◆ **ACTION ITEM**
The listing below is to be written out word for word, minus its images.

◆ **GIVEN DATA**
┄┄┄┄┄┄┄┄┄┄┄┄┄┄┄┄┄┄┄┄

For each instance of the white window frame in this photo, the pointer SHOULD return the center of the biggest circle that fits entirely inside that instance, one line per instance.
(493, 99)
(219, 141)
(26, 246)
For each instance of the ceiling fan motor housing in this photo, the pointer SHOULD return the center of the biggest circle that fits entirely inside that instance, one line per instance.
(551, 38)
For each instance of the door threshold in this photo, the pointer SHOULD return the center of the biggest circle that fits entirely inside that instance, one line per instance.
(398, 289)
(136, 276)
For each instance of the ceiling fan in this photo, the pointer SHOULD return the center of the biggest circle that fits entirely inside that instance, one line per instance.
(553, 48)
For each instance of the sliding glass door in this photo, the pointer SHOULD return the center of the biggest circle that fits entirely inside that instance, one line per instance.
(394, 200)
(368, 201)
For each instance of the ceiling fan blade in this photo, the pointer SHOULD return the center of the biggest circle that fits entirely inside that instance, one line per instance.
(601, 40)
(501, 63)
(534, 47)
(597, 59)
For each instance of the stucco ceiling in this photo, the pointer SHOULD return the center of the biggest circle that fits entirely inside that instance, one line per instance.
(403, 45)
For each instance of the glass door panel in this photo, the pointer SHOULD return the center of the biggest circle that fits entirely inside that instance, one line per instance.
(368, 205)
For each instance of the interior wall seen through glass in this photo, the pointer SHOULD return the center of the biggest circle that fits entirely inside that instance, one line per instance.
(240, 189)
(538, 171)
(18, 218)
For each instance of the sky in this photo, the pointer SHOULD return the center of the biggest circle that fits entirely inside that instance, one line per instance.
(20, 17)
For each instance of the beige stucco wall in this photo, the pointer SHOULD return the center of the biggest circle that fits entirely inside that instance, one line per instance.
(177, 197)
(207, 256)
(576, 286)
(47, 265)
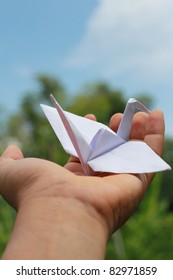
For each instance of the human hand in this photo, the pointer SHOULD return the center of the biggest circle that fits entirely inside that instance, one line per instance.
(96, 205)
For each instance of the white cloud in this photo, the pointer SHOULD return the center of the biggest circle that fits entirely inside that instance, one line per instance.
(127, 35)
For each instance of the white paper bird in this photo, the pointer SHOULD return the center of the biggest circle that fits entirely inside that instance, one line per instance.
(101, 148)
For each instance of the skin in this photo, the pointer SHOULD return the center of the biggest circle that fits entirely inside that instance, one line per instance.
(62, 214)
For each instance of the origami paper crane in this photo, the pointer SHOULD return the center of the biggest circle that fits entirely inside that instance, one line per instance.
(101, 148)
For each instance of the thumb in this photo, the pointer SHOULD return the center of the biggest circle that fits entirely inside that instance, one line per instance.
(12, 152)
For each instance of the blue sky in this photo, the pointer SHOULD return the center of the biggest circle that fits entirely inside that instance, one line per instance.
(128, 43)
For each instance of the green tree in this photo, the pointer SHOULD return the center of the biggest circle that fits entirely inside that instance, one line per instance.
(98, 99)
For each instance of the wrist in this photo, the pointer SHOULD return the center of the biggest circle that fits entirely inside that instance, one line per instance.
(57, 228)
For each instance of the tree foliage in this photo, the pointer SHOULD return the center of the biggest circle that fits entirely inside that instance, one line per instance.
(149, 233)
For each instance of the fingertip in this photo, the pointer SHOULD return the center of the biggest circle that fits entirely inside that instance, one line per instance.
(91, 117)
(12, 152)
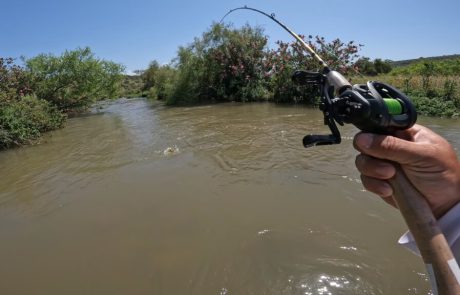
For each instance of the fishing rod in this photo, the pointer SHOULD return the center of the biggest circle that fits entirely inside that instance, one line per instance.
(377, 107)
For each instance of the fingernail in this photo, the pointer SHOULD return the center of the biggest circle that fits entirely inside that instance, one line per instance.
(364, 140)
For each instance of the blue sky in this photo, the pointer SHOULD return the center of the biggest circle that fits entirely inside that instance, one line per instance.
(135, 32)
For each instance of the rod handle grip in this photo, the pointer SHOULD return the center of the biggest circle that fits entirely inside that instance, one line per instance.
(431, 242)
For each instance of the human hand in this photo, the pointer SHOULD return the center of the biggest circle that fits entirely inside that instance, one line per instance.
(426, 158)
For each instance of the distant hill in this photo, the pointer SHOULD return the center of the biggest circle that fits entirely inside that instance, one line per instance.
(402, 63)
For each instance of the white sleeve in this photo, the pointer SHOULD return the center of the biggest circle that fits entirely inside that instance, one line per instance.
(449, 225)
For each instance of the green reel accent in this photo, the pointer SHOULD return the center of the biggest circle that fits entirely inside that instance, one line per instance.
(394, 106)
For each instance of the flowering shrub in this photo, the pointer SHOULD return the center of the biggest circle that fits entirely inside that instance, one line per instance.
(228, 64)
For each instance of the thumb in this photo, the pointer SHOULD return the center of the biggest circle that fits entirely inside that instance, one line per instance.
(389, 147)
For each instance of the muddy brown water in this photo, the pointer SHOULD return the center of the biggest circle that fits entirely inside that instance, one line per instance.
(137, 198)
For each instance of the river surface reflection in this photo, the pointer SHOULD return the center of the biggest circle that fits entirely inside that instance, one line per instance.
(137, 198)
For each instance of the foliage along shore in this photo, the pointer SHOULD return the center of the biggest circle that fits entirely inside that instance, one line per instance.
(38, 96)
(224, 64)
(227, 64)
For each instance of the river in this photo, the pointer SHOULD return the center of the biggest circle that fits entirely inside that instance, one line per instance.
(138, 198)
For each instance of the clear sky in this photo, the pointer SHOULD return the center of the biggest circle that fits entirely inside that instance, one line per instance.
(134, 32)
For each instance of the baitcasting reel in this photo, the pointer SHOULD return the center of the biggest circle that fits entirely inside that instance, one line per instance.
(372, 107)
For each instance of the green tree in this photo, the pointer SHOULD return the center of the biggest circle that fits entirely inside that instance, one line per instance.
(382, 67)
(75, 79)
(149, 75)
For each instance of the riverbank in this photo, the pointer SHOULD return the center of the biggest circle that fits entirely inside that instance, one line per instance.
(37, 97)
(241, 205)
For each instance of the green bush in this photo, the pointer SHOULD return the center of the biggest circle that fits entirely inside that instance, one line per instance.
(435, 107)
(25, 120)
(74, 80)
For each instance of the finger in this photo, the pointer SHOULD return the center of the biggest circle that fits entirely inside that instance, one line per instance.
(390, 148)
(377, 186)
(373, 167)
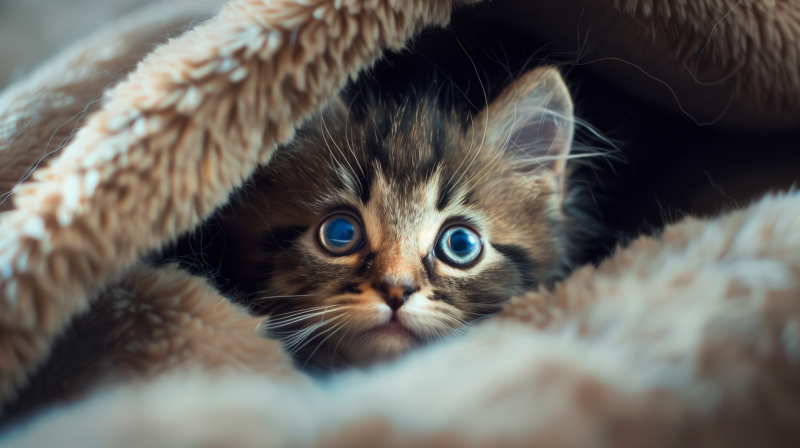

┄┄┄┄┄┄┄┄┄┄┄┄┄┄┄┄┄┄┄┄

◆ **RESPONSE**
For each instance of the white window frame in this photo, the pointer SHOULD return the center of the biggest circle that fits entirely inside that instance, one line per instance.
(493, 99)
(219, 141)
(26, 246)
For each instance of the ceiling fan motor housing in this photo, the pointer SHOULD return the center of the biggest circle that fits entirely inside that instance, one line per instance.
(551, 38)
For each instance of the door threshold in this photo, the pointer SHOULD return the center of the biggest circle that fits entirely inside that instance, one line per instance.
(398, 289)
(136, 276)
For each instance of the ceiling fan in this photo, the pointer SHOULD return the center of the biggest circle that fits entirely inside that instance, one line per instance.
(553, 48)
For each instance of the sliding glass door in this photo, the pointer SHOULD return the center of the biggest circle that fits entirely inside that instance, one line per instance.
(394, 200)
(368, 201)
For each instance of the ceiling fan blade in this photo, the pointer SHOULD return the center of the biggest circle that fits entirely inside that instance, one line per instance.
(601, 40)
(501, 63)
(534, 47)
(597, 59)
For each instance of the stucco ceiling in this photo, the pointer SHOULD return the center of the biggest circle that fits entirely inside that instance, one line per instance.
(403, 45)
For each instance of the glass door panel in this photo, the pointer SHOULD return the center of the biggest circle that fits entirely inside that instance, one line per instance.
(368, 205)
For each instance of the interior wall seen through glass in this photo, the pointer SHOULD return the center of the biggest circle that fits entirely inside that instance, one line per instance.
(240, 189)
(538, 171)
(18, 218)
For each instance of the sky in this photo, the pointer SHOULD return the center of the biggest circle that fits entirely inside that instance, one line per instance.
(20, 17)
For each instance of the beige stucco wall in this photo, the pointer SHOULD return the center of the biggest circle that fits entirely inside that instance, one line per instance.
(177, 197)
(207, 256)
(576, 286)
(47, 265)
For each instance of the human hand in this photo, the pointer SHOULD return the center of the biggest circle that fits entirely inside that instance, one line per instance.
(96, 205)
For each instance of the white cloud in this photo, the pointer SHOULD return the center of the biggest circle that fits entirely inside that instance, one line per instance.
(127, 35)
For each instance of the white paper bird in this photo, the pointer SHOULD return the center of the biggest circle that fits entirely inside that instance, one line per instance.
(101, 148)
For each instance of the skin in this photo, the pointer SHOULD return the center of the biggest circle that fits entirely inside that instance, one line per instance.
(62, 214)
For each instance of the origami paper crane in this photo, the pointer SHOULD return the center of the biggest circle that fits entirely inside that instance, one line per instance.
(101, 148)
For each instance of the thumb in this photo, the pointer SHOULD return the center of the biggest circle that fits entirely inside that instance, one line per instance.
(12, 152)
For each instance of the blue sky in this photo, the pointer SHOULD return the center of the biggest circle that fits entirely inside that instance, one line per instance.
(128, 43)
For each instance of the green tree in this photo, the pointer SHOULD return the center of the biggest circle that fits entirely inside that instance, one line per instance.
(98, 99)
For each instance of the wrist in this photo, the pointer SHOULD return the center of the biggest circle that fits entirely inside that instance, one line per instance.
(57, 228)
For each instance of the tree foliage in this photo, the pointer SHOULD return the center of the biggest circle that fits entirely inside that instance, one line per instance.
(149, 233)
For each instance of the fingertip in this photo, the pointer SHOULD return the center of the biggest circle that fits entirely inside that instance, one line per instance.
(91, 117)
(12, 152)
For each instance of the fishing rod in this photo, the pointer SHOULD return the center of the biggest circle that fits entirely inside that instance, one line per instance.
(377, 107)
For each instance of the fingernail in this photo, the pointer SHOULD return the center of the biggest circle that fits entirely inside that instance, one line per instance.
(364, 140)
For each instance of the blue sky in this photo, the pointer SHOULD return the center of the biggest circle that fits entirely inside that instance, one line per instance.
(135, 32)
For each instance of the rod handle grip in this photo, the pointer SHOULD return the center of the biggest circle that fits entirely inside that instance, one line per instance.
(431, 242)
For each instance of the human hand in this photo, the pointer SHOULD return the center of the biggest circle that fits entirely inside that instance, one line per instance.
(426, 158)
For each instance of the distant hill in this photo, the pointer SHOULD return the center of the biggest circle that fits entirely inside that instance, one line per instance.
(402, 63)
For each instance of the white sleeve in this photo, the pointer SHOULD return the center of the biggest circle that fits entirely inside that instance, one line per instance.
(449, 225)
For each instance of the green reel accent in this photo, the pointer SHOULD return the center of the biggest circle that fits entirely inside that instance, one line per instance.
(394, 106)
For each instance of the flowering shrub in this photo, the pointer SHOULD return the center of the biggest circle that fits entirely inside that instance, one line per instance.
(228, 64)
For each instance of the thumb in this photo, the pointer SHOULD return the center of the biggest circle that fits entirely inside that instance, one line per instance.
(389, 147)
For each instance of the muddy brown water in this photo, the pointer SHOULD return the center of the biggest circle that fits entirely inside that instance, one line per instance.
(137, 198)
For each instance of the river surface reflection in this photo, the pointer SHOULD return the center of the biggest circle that fits entirely inside that instance, one line per instance.
(137, 198)
For each instance of the foliage along shore in this photo, the pointer SHOULD return the center of the biggest circle that fits entirely inside that instance, one line per instance.
(38, 96)
(224, 64)
(227, 64)
For each instance of the river in this photo, the pointer SHOULD return the center of the biggest circle that fits entirely inside that instance, one line per instance.
(138, 198)
For each instance of the clear sky in this photo, the pointer SHOULD return the center of the biggest circle that fits entirely inside that instance, one line per instance.
(134, 32)
For each instance of the baitcasting reel in this photo, the pointer SHOULD return the center of the biggest circle that fits entirely inside that instance, one line per instance.
(372, 107)
For each instance of the green tree in this photo, the pointer SHOULD return the center of the biggest circle that fits entirely inside that instance, one line per instance.
(382, 67)
(75, 79)
(149, 75)
For each instance of the riverbank in this photo, the pointer SHOULD return the center of the biggest circle that fits entirely inside that instance, one line per instance.
(37, 97)
(241, 205)
For each instance of the green bush in this photo, the pointer SHOULD return the center of the biggest circle that fits entirely inside that instance, one line per instance.
(435, 107)
(25, 120)
(74, 80)
For each instance of the finger in this photo, the pointer SHOULD return the center of the biggest circle that fits entirely inside that instance, one line per instance.
(390, 148)
(377, 186)
(373, 167)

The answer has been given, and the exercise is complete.